- **Goal**
Extract all of the entries and set them down verbatim.

--- BEGIN ---

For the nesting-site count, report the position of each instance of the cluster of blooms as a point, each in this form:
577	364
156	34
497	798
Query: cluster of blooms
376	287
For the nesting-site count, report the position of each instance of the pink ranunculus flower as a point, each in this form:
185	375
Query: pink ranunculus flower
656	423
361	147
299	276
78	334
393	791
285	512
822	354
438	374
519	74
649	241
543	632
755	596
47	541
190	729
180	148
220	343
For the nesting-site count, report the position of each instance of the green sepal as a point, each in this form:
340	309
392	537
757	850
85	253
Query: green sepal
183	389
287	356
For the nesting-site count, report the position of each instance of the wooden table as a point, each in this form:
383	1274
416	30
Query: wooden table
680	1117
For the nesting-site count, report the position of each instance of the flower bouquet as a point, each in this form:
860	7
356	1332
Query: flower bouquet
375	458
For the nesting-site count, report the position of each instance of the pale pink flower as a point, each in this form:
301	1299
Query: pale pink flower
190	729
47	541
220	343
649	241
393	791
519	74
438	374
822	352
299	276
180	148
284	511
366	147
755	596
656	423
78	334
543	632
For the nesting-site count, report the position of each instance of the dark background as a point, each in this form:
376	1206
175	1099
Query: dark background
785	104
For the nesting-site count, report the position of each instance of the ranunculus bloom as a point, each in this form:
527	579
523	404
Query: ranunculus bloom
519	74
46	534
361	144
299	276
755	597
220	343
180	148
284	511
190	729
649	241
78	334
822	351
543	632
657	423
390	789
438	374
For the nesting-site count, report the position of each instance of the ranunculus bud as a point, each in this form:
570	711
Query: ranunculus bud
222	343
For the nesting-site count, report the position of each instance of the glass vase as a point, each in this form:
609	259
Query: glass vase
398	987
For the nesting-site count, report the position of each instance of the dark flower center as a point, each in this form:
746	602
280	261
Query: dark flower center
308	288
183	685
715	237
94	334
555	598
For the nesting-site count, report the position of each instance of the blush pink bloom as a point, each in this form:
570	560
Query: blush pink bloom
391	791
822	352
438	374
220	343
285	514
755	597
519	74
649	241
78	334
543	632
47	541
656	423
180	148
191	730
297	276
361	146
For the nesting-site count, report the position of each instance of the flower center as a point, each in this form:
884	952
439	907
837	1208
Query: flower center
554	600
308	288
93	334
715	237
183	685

--- END ---

- **Exercise result**
For the nesting-site count, report the position of each instance of the cluster of blooms as a point, each in this form:
577	364
156	34
497	798
Query: cluster of blooms
376	287
For the nesting-site count, report the position of each instance of the pink ranunculus flower as a point, each in this form:
185	375
Query: pink ranunculus flower
656	423
361	147
299	276
78	334
393	791
285	512
822	354
438	374
519	74
649	241
543	632
755	596
47	541
190	729
180	148
220	343
For the nesting-site count, report the position of each instance of the green sepal as a point, each in this form:
340	309
392	537
757	850
85	253
Query: green sepal
183	389
287	356
For the nesting-site count, report the position of each instance of the wooden table as a point, each in this form:
383	1274
416	30
Query: wooden table
680	1117
For the nesting-site count, report the position of each instance of the flower bouquet as a point, each in this form:
860	7
356	1332
Query: flower bouquet
375	458
For the nesting-site count, report the position of each instance of the pale pink flower as a point, each in this form:
301	1299
Query: pale pink flower
190	729
47	541
220	343
649	241
393	791
519	74
438	374
822	352
299	276
180	148
284	511
366	147
755	596
656	423
78	334
543	632
For the nesting-site count, report the position of each instance of the dark background as a point, each in this form:
376	1206
175	1099
Query: dark background
785	104
For the nesting-site count, report the position of each instance of the ranunculus bloom as a point, each in this form:
527	579
523	404
Query: ranunculus bloom
519	74
46	534
361	144
299	276
755	597
220	343
180	148
284	511
190	729
649	241
78	334
822	351
543	632
657	423
390	789
438	374
For the nesting-site count, report the position of each instance of the ranunculus bud as a point, each in this form:
570	711
Query: ranunculus bud
222	343
For the nesting-site count, report the position of each instance of the glass vase as a point, each in this form:
609	259
Query: glass vase
398	987
For the nesting-site count, report the position of each instance of the dark flower center as a point, each in this form:
746	602
280	261
Query: dark flower center
308	288
183	685
715	237
94	334
555	598
For the nesting-site count, report the position of each instance of the blush pink bloom as a point, each in this form:
570	560
Query: blush pink bloom
391	791
822	352
438	374
220	343
285	514
755	597
519	74
649	241
78	334
543	632
47	541
656	423
180	148
191	730
297	276
361	146
For the nesting-site count, report the position of each instance of the flower center as a point, each in this form:
884	952
439	907
837	1208
Query: flower center
554	600
308	288
93	334
715	237
183	685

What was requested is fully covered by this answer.